[Items listed in a dataset]

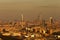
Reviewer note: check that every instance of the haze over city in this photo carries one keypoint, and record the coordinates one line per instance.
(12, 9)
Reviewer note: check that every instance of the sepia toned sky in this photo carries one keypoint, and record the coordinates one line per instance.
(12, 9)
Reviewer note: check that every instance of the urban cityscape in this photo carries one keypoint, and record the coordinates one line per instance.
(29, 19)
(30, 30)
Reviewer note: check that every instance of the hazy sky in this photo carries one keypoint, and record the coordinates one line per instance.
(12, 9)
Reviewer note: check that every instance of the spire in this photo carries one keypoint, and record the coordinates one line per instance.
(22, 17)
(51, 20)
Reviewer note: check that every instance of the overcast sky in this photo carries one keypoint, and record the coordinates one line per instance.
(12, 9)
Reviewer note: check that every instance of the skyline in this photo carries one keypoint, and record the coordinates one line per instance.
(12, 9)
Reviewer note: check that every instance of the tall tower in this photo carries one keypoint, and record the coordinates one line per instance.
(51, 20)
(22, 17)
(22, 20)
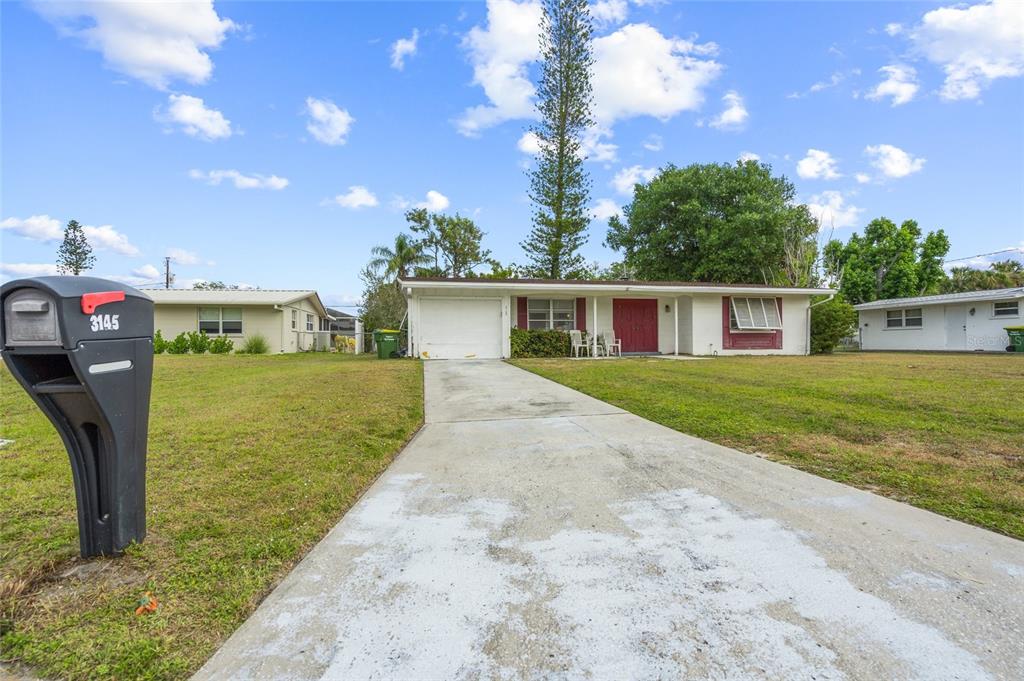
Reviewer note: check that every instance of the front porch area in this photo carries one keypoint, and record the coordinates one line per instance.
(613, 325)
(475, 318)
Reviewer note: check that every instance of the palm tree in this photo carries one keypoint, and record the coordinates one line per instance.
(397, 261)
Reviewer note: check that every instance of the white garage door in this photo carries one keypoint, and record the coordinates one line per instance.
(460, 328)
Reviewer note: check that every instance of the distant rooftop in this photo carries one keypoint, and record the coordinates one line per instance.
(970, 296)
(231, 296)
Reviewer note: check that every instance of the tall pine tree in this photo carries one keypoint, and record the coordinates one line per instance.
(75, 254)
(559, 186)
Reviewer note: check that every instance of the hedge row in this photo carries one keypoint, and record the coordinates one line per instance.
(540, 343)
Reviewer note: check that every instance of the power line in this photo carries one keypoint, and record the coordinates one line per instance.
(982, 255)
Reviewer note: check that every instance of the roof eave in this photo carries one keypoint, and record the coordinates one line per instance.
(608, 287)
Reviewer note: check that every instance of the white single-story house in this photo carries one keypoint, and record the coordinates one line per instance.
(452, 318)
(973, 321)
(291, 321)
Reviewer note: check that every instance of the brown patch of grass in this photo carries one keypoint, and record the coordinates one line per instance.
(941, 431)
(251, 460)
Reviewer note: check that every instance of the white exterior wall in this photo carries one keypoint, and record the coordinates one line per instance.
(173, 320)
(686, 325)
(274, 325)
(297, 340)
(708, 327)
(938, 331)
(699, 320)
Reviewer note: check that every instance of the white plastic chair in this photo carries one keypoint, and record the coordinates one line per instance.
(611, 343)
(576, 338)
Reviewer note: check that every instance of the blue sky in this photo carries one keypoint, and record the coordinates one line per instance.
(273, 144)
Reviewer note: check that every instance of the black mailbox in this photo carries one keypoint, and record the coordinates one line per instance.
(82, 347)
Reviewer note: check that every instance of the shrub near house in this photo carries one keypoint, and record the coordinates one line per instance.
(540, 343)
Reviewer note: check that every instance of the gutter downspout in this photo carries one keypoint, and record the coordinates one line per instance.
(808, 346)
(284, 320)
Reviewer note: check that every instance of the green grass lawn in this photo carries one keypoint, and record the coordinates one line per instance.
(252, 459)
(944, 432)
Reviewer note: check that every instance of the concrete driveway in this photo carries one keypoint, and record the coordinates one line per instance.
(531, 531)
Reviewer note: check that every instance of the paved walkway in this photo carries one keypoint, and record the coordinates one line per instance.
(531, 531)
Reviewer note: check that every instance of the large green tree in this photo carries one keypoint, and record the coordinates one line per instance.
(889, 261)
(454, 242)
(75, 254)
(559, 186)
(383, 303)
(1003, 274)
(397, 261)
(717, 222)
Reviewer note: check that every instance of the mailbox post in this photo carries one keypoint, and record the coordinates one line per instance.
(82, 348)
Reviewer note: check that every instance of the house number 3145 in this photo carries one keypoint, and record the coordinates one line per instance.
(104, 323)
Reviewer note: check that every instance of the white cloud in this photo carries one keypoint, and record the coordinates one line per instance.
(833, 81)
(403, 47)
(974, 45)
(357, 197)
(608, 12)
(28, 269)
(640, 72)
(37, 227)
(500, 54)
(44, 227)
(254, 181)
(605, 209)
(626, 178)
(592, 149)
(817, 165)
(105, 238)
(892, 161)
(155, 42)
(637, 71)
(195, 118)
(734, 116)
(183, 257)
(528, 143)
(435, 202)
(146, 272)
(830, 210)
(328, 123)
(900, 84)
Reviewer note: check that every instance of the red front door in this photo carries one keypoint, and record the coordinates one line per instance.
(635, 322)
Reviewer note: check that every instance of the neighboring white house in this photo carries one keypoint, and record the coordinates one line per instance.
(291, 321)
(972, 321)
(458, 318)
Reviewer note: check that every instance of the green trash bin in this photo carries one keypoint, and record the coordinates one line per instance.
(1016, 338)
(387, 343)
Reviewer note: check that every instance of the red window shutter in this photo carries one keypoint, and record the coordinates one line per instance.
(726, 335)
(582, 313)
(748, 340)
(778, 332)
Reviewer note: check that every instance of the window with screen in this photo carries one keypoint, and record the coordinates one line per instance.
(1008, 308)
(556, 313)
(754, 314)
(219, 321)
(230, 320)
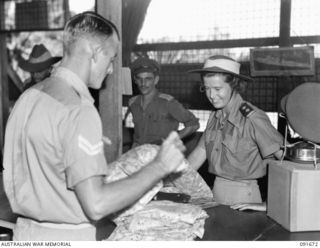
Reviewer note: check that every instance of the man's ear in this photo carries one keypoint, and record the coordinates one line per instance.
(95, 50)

WORK TASK
All records above are to be repeated exactly, with the images left out.

RESPONSE AREA
Reviewer note: check that every instance of the haze over city in this photo carries one keypoint, and record the coordinates one line per instance.
(12, 9)
Reviewer note: check that every instance of the sepia toned sky in this photo carries one keypoint, and record the coordinates one line per instance.
(12, 9)
Reviewer note: check that every instance of the urban cityscape in this photo carries one keypoint, and record the coordinates one line per instance.
(29, 19)
(30, 30)
Reviewer note: check that every instance of the hazy sky in this photo carries one keypoint, and record the coordinates one line per instance.
(12, 9)
Reviewer note: check that every instance of the spire in this photo carries one keypoint, and record the coordinates one line per instance.
(22, 17)
(51, 20)
Reviewer note: check that every instance of the overcast sky in this photo carries one keypoint, and record the coordinates one line per instance.
(12, 9)
Reviewer note: check that every instance of the skyline in this photo carries one keypoint, and record the coordinates one line per instance.
(12, 9)
Reviewer note: check that every instance of the tall tower in this photo carries one keypoint, and record the coordinates one line per instance.
(51, 20)
(22, 17)
(22, 20)
Reviewer note: check that every instance of the front porch area in this photo carries one keypoint, and record the coordinates one line per instance.
(613, 325)
(475, 318)
Reviewer note: check that every instance of the palm tree in this photo carries one keypoint, and record the coordinates one line per instance.
(397, 261)
Reviewer note: check that every instance of the white garage door in this photo carries one keypoint, and record the coordinates one line per instance.
(460, 328)
Reviewer note: check that every instance of the distant rooftop in this photo carries one keypoint, and record the coordinates one line per instance.
(970, 296)
(231, 296)
Reviewer note: check that every instance of the tall pine tree in this photo carries one keypoint, and record the coordinates one line per instance.
(75, 254)
(559, 186)
Reviewer note: check that every instance of the hedge row in this photo carries one keypoint, and record the coordinates one line per instance.
(540, 343)
Reviewer note: check that every instance of the power line in this photo carries one keypoint, and record the coordinates one line per instance.
(982, 255)
Reviewer note: check that every instance of the roof eave in this photo carries one keypoint, and record the coordinates one line per instance.
(608, 287)
Reviewer note: check that every instance of the white single-story house in this photo carries one keypoint, and record the coordinates one line per instance.
(452, 318)
(973, 321)
(291, 321)
Reviewer note: check that every instance of the brown patch of grass in this photo carries one keypoint, and record the coordinates one line per instance.
(941, 431)
(251, 460)
Reviewer note: check that every instance of the white exterior wall in this photo carries one keypoint, and record the coordinates one line per instance.
(173, 320)
(686, 325)
(274, 325)
(297, 340)
(708, 327)
(938, 331)
(699, 320)
Reviewer note: check that every instance of the white plastic chair in this photo carries one keypoint, and record the coordinates one line per instance.
(611, 343)
(576, 338)
Reviewer note: check that every instance of the blue sky in this photo carries one keypoint, and record the coordinates one line per instance.
(273, 144)
Reviewer note: check that every instance of the black mailbox in this photo carries one keypoint, and record the coordinates one line per instance.
(82, 347)
Reviewer note: check that every instance of the shrub near house in this photo carries one keypoint, and record the coordinates one line per instance.
(540, 343)
Reviewer note: check that every instance of the gutter downspout in this photo carries one keypoint, and record the coordinates one line per instance.
(808, 346)
(284, 320)
Reviewer note: check that every instance of the green grass lawn in this photo carries one keypoint, and record the coordinates one line per instance.
(252, 459)
(944, 432)
Reviewer note: check that every instance of the concrete driveway in this photo carries one keypoint, and record the coordinates one line per instance.
(531, 531)
Reviewer note: check that every instance of the paved walkway in this photo carries one keypoint, and record the coordinates one line per instance.
(531, 531)
Reviewer note: check that every instance of the large green tree in this photo carries one keypoint, and record the coordinates one line per instance.
(889, 261)
(454, 242)
(75, 254)
(559, 186)
(383, 303)
(1003, 274)
(397, 261)
(717, 222)
Reviewer note: check that every instance of the mailbox post in this photo carries one keypoint, and record the coordinates one line per instance.
(82, 348)
Reviewer note: check that every instance of the house number 3145 in this photo carries one keypoint, and record the coordinates one line per instance.
(104, 323)
Reviewer note: check that every instance of the white cloud in this photo carries one keypoint, and record the coordinates one line per instance.
(833, 81)
(403, 47)
(974, 45)
(357, 197)
(608, 12)
(28, 269)
(640, 72)
(37, 227)
(500, 54)
(44, 227)
(254, 181)
(605, 209)
(626, 178)
(592, 149)
(817, 165)
(105, 238)
(892, 161)
(155, 42)
(637, 71)
(195, 118)
(734, 116)
(183, 257)
(528, 143)
(435, 202)
(146, 272)
(830, 210)
(328, 123)
(900, 84)
Reviewer note: check that every instance of the red front door in this photo carries one keypoint, and record the coordinates one line per instance.
(635, 322)
Reviewer note: check that every instance of the neighboring white house in this photo carries one keypoint, and record the coordinates one line per instance.
(291, 321)
(972, 321)
(458, 318)
Reviewer note: check that every instance of the green trash bin in this photo carries one keypoint, and record the coordinates one line per instance.
(1016, 338)
(387, 343)
Reviewer note: check that every instance of the red window shutter in this photo carries one keypoint, and record the coordinates one line per instance.
(726, 335)
(582, 313)
(748, 340)
(778, 332)
Reviewer note: check that every instance of the window with screen in this photo carries one keypoint, and record the coordinates one line per instance.
(1008, 308)
(556, 313)
(754, 314)
(219, 321)
(230, 320)
Reviewer note: check that every instance of the man's ear in this photo carries one keypoint, and record the coordinates one line per instance.
(95, 50)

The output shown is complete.